| WHAT YOU WILL DO |
The whole listing should be retyped word for word, apart from the pictures it holds.

| TASK INPUT |
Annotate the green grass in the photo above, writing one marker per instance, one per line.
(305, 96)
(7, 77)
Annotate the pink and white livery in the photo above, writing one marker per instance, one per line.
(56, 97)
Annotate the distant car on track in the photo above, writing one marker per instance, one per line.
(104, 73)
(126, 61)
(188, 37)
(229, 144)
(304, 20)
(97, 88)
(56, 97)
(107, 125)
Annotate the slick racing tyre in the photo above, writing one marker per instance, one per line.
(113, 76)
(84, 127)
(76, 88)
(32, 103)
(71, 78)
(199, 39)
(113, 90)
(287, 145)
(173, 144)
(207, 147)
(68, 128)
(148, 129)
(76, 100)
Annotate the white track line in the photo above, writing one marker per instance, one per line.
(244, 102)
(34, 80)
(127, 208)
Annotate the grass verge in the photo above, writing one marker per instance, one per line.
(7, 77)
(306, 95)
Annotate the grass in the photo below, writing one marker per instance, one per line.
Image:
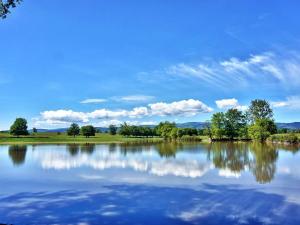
(41, 138)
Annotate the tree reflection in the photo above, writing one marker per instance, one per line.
(264, 162)
(73, 149)
(17, 153)
(260, 158)
(88, 148)
(167, 149)
(233, 156)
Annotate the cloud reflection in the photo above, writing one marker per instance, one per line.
(102, 160)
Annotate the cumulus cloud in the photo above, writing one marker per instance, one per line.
(292, 102)
(230, 103)
(93, 100)
(102, 160)
(189, 107)
(267, 66)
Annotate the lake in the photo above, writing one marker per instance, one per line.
(164, 183)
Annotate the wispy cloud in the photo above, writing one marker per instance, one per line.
(292, 102)
(230, 103)
(257, 68)
(93, 100)
(184, 108)
(135, 98)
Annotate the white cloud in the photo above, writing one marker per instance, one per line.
(65, 116)
(93, 100)
(230, 103)
(227, 173)
(138, 112)
(189, 107)
(264, 67)
(292, 102)
(106, 114)
(136, 98)
(102, 160)
(227, 103)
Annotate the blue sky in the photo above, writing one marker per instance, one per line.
(105, 62)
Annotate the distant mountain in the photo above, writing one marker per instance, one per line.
(197, 125)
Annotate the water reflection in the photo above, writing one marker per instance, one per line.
(163, 183)
(260, 158)
(177, 159)
(17, 153)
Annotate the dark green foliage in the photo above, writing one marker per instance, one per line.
(17, 153)
(5, 7)
(235, 121)
(290, 138)
(260, 109)
(164, 129)
(112, 129)
(218, 125)
(232, 124)
(19, 127)
(88, 131)
(262, 129)
(73, 130)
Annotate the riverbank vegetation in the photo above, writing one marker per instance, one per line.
(255, 123)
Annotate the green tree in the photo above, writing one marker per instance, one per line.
(112, 129)
(164, 129)
(124, 129)
(5, 7)
(218, 125)
(73, 130)
(88, 131)
(262, 129)
(207, 130)
(260, 109)
(173, 133)
(19, 127)
(234, 122)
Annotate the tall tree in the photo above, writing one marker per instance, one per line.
(112, 129)
(218, 125)
(73, 130)
(5, 7)
(164, 129)
(234, 122)
(19, 127)
(260, 109)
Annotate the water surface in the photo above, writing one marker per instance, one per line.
(166, 183)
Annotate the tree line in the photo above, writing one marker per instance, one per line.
(255, 123)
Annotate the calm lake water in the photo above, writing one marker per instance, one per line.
(220, 183)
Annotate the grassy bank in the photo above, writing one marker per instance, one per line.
(63, 138)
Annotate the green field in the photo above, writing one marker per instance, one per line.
(6, 138)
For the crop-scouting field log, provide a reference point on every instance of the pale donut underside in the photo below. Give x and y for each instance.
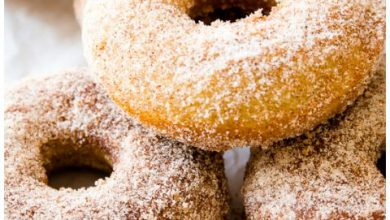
(251, 82)
(330, 173)
(67, 120)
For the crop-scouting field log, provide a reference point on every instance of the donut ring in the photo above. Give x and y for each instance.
(69, 121)
(251, 82)
(329, 173)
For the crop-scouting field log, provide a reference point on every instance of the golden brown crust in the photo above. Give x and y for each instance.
(329, 173)
(251, 82)
(152, 176)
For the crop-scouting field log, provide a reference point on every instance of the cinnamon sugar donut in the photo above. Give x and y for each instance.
(329, 173)
(251, 82)
(66, 120)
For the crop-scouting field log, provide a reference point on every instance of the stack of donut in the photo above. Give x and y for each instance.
(301, 82)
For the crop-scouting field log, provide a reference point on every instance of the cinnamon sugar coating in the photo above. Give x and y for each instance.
(329, 173)
(252, 82)
(66, 120)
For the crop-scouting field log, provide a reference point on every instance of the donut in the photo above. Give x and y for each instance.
(67, 120)
(329, 173)
(251, 82)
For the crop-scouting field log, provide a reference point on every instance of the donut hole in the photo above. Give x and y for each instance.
(227, 10)
(75, 164)
(381, 164)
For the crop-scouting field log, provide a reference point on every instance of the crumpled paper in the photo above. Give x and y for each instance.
(43, 37)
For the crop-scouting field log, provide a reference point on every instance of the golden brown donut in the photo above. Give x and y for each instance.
(251, 82)
(67, 120)
(329, 173)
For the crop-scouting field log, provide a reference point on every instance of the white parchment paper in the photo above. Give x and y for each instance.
(42, 36)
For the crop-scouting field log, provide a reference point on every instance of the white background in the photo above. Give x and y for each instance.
(42, 36)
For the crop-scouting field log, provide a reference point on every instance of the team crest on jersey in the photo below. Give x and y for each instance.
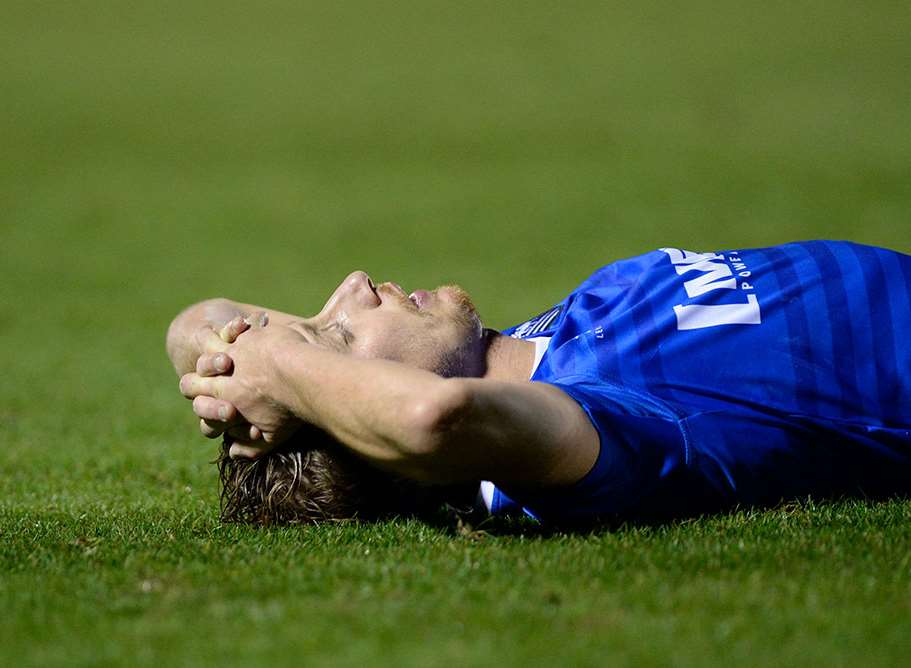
(538, 324)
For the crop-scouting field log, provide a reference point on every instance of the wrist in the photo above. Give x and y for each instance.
(288, 368)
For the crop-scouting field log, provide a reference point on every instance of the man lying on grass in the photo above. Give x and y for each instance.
(671, 382)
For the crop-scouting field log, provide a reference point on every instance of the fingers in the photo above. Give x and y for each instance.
(258, 319)
(208, 341)
(215, 410)
(214, 365)
(193, 385)
(234, 328)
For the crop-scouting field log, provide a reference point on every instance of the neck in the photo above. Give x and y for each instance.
(507, 359)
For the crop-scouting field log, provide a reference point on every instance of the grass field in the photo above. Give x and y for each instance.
(156, 154)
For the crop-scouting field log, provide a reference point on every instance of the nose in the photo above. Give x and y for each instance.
(355, 291)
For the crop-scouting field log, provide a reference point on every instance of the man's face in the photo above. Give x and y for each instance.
(439, 331)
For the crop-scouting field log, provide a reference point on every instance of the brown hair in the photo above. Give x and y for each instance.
(312, 479)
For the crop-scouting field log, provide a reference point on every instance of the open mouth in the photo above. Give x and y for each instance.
(416, 298)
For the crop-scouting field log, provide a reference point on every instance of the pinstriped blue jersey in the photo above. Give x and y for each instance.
(726, 377)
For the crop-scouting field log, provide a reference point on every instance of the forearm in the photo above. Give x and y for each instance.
(429, 428)
(387, 412)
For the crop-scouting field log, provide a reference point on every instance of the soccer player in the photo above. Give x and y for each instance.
(673, 382)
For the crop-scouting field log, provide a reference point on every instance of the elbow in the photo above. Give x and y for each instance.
(432, 427)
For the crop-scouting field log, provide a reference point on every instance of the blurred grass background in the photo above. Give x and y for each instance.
(156, 154)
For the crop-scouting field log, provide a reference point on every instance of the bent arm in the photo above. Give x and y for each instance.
(185, 340)
(433, 429)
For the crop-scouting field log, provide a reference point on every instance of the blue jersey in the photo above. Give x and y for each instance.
(732, 377)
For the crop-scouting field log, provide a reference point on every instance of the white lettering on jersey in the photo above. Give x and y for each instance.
(714, 274)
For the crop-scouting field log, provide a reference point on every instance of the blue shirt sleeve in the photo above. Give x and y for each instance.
(641, 445)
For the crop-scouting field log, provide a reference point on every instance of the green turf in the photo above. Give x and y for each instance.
(157, 153)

| TASK OUTPUT |
Annotate the green grass in the photo above, writing one marker per instance, one per line.
(305, 96)
(7, 77)
Annotate the pink and white livery in the photo above, writing one marker per instance, one per line.
(56, 97)
Annotate the distant car on track in the photo above, writing one marker per instance, one per line.
(104, 73)
(126, 61)
(188, 37)
(229, 144)
(304, 20)
(97, 88)
(56, 97)
(107, 125)
Annotate the slick racing tyre in the photo above, writing one marker per instance, one per line.
(113, 76)
(84, 127)
(76, 88)
(32, 103)
(71, 78)
(199, 39)
(113, 90)
(287, 145)
(173, 144)
(207, 147)
(68, 128)
(148, 129)
(76, 100)
Annotate the white track line in the photo above, writing one marker per instance, one per line.
(244, 102)
(34, 80)
(127, 208)
Annotate the grass verge in the photo above, writing one marker per instance, one per line.
(7, 77)
(306, 95)
Annotate the grass in the photo below, writing one marker per instance, one per line.
Image:
(41, 138)
Annotate the tree reflection in the photo above, writing one marker per instance, one per line.
(264, 162)
(73, 149)
(17, 153)
(260, 158)
(88, 148)
(167, 149)
(233, 156)
Annotate the cloud reflection in the photo above, writing one marker per instance, one per line.
(102, 160)
Annotate the cumulus cloud in the photo above, writing one marker per instance, one per line.
(292, 102)
(230, 103)
(93, 100)
(102, 160)
(189, 107)
(267, 66)
Annotate the lake in the photo above, writing one marker per instance, one per line.
(164, 183)
Annotate the wispy cloud in the photo above, writing one marker per instance, one per line.
(292, 102)
(230, 103)
(257, 68)
(93, 100)
(184, 108)
(135, 98)
Annotate the white cloud in the photo above, writing one marker per instance, one per line.
(65, 116)
(93, 100)
(230, 103)
(227, 173)
(138, 112)
(189, 107)
(264, 67)
(292, 102)
(106, 114)
(136, 98)
(102, 160)
(227, 103)
Annotate the blue sky in the photo above, writing one marker per instance, one per line.
(105, 62)
Annotate the distant mountain in the photo above, writing one marker per instance, one per line.
(197, 125)
Annotate the water reflection in the photo above, writing one marker per instance, one per line.
(163, 183)
(260, 158)
(177, 159)
(17, 153)
Annotate the dark green foliage in the photo above, writing one marker per instance, one per line.
(17, 153)
(5, 7)
(235, 121)
(290, 138)
(260, 109)
(164, 129)
(112, 129)
(218, 125)
(232, 124)
(19, 127)
(88, 131)
(262, 129)
(73, 130)
Annotate the riverbank vegetation in the photo above, writing one marker per instance, one per line.
(255, 123)
Annotate the green tree in the photo above, writing one marker per instance, one per line.
(112, 129)
(164, 129)
(124, 129)
(5, 7)
(218, 125)
(73, 130)
(88, 131)
(262, 129)
(207, 130)
(260, 109)
(173, 133)
(19, 127)
(234, 122)
Annotate the tall tree in the photo above, writing one marker per instance, one per line.
(112, 129)
(218, 125)
(73, 130)
(5, 7)
(164, 129)
(234, 122)
(19, 127)
(260, 109)
Annotate the water surface in the photo above, writing one marker per instance, one per line.
(166, 183)
Annotate the tree line in the photo above, writing one marker per instance, one per line.
(255, 123)
Annotate the calm lake water in the photo above, writing one marker per instance, one per line.
(220, 183)
Annotate the grassy bank in the photo above, writing one marker per instance, one per line.
(63, 138)
Annotate the green field in the photo above, writing one marker per instance, one per line.
(6, 138)
For the crop-scouting field log, provide a reference point on every instance of the pale donut underside in the photo below. Give x and y for each instance.
(251, 82)
(330, 173)
(67, 120)
For the crop-scouting field log, provide a reference point on every instance of the donut ring in the photo above. Give x and y for each instance.
(69, 121)
(251, 82)
(329, 173)
For the crop-scouting field log, provide a reference point on every instance of the golden brown crust in the photo above. Give x and y for each instance.
(329, 173)
(251, 82)
(152, 176)
For the crop-scouting field log, provide a reference point on every instance of the cinnamon sugar donut in the photo above. Give x and y for each instance.
(329, 173)
(251, 82)
(66, 120)
For the crop-scouting field log, provide a reference point on every instance of the stack of donut in the photo above. Give x and y for each instance.
(301, 82)
For the crop-scouting field log, provide a reference point on every instance of the cinnamon sugar coating in the photo above. Give x and y for each instance.
(329, 173)
(252, 82)
(66, 120)
For the crop-scouting field log, provide a reference point on every instance of the donut in the photo above. Give x and y for each instance.
(67, 120)
(329, 173)
(251, 82)
For the crop-scouting field log, provide a reference point on every instance of the donut hole in the photo above. Give x and y for each instance.
(227, 10)
(75, 164)
(381, 164)
For the crop-scouting field log, provide a reference point on every instance of the crumpled paper in the photo above. Give x and y for each instance.
(43, 37)
For the crop-scouting field log, provide a reference point on every instance of the golden brown donut in the photo above. Give x and y for each instance.
(251, 82)
(67, 120)
(329, 173)
For the crop-scouting field log, provide a reference point on every instance of the white parchment paper in the photo above. Give x and y for each instance.
(42, 36)
For the crop-scouting field log, provide a reference point on every instance of the white background in the photo above. Give x and y for each instance.
(42, 36)
For the crop-scouting field log, provide a reference point on every instance of the team crest on jersey in the photo below. Give x and y for each instance.
(538, 324)
For the crop-scouting field log, provide a reference point on every instance of the wrist in the photo above. Give x and y for each instance.
(288, 368)
For the crop-scouting field log, provide a reference point on every instance of the man lying on grass in the photo above. Give x and y for each instance.
(671, 382)
For the crop-scouting field log, provide a reference point on every instance of the fingers in the photo above. Give x and y for each instance.
(258, 319)
(208, 341)
(215, 410)
(214, 365)
(193, 385)
(234, 328)
For the crop-scouting field log, provide a reference point on every instance of the neck in the photo above. Give x and y for each instance.
(507, 359)
For the crop-scouting field log, provide a reference point on every instance of the grass field in the photo above. Give x and y for each instance.
(156, 154)
For the crop-scouting field log, provide a reference point on every instance of the nose in the photo above. Give x and y for each instance.
(355, 291)
For the crop-scouting field log, provide a reference point on every instance of the man's face in the photo above. Give x and y for each instance.
(439, 331)
For the crop-scouting field log, provide a reference point on every instance of the brown hair in the photo above. Give x and y for each instance.
(312, 479)
For the crop-scouting field log, provide a reference point on every instance of the open mouth in the photo above. Give x and y for each instance.
(416, 298)
For the crop-scouting field log, provide a reference point on every instance of the pinstriped blue jersey in the photo above. Give x and y for each instance.
(726, 377)
For the crop-scouting field log, provide a reference point on every instance of the forearm in the photo above. Give x and y for each instance.
(429, 428)
(387, 412)
For the crop-scouting field log, provide a reference point on every instance of the soccer player in the photo above. Give x and y for each instance.
(673, 382)
For the crop-scouting field log, provide a reference point on every instance of the elbow in the photo above. Give x and y for each instance.
(432, 427)
For the crop-scouting field log, provide a reference point on every instance of the blurred grass background in the photo above. Give x and y for each instance.
(156, 154)
For the crop-scouting field log, provide a reference point on every instance of the bent arm in the photo above. Give x and y for each instance.
(185, 340)
(433, 429)
For the crop-scouting field log, provide a reference point on every instance of the blue jersey in the photo above. Give x and y for each instance.
(732, 377)
For the crop-scouting field log, provide a reference point on every instance of the white lettering on jersey in the photo above. Give x and y for each instance.
(714, 274)
For the crop-scouting field log, provide a reference point on every instance of the blue shirt sleeve in the photo above. Give x and y for each instance.
(641, 445)
For the crop-scouting field log, provide a reference point on every instance of the green turf in the photo above. Give x and y for each instance.
(157, 153)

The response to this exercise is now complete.